AIM →
Recast part of the records below as a numbered list, leaving out any blank lines. Begin at the line that contains "Where can you spot the door" and continue through the last line of the records.

MATERIAL FOR THIS EXERCISE →
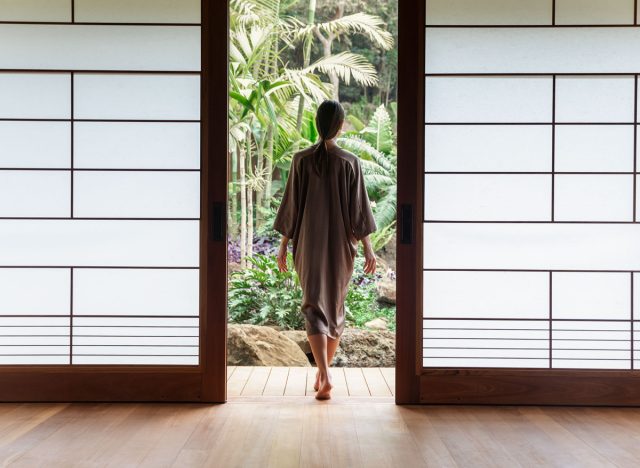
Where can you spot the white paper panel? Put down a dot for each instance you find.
(594, 11)
(596, 349)
(493, 197)
(128, 340)
(35, 193)
(136, 145)
(77, 47)
(594, 148)
(130, 194)
(524, 148)
(485, 294)
(138, 11)
(620, 345)
(532, 246)
(30, 95)
(594, 99)
(136, 292)
(532, 50)
(445, 12)
(145, 97)
(136, 340)
(485, 353)
(488, 99)
(97, 243)
(457, 363)
(38, 291)
(516, 330)
(134, 350)
(484, 343)
(593, 197)
(35, 144)
(35, 10)
(160, 360)
(34, 349)
(182, 325)
(591, 296)
(591, 364)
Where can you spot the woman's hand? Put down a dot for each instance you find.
(282, 255)
(369, 257)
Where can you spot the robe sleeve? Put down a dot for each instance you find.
(287, 215)
(362, 220)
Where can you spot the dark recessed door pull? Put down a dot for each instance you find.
(406, 226)
(218, 211)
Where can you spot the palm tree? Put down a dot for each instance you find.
(266, 96)
(357, 23)
(375, 145)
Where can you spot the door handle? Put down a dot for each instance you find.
(406, 224)
(218, 215)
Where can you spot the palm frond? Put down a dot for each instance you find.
(363, 23)
(346, 65)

THE OUTPUT →
1. Where can you spot the door handle? Put down a dot for each instance you find.
2. (406, 224)
3. (218, 215)
4. Where can you spot the palm frond? Put down a dot for each instance you find.
5. (363, 23)
6. (346, 65)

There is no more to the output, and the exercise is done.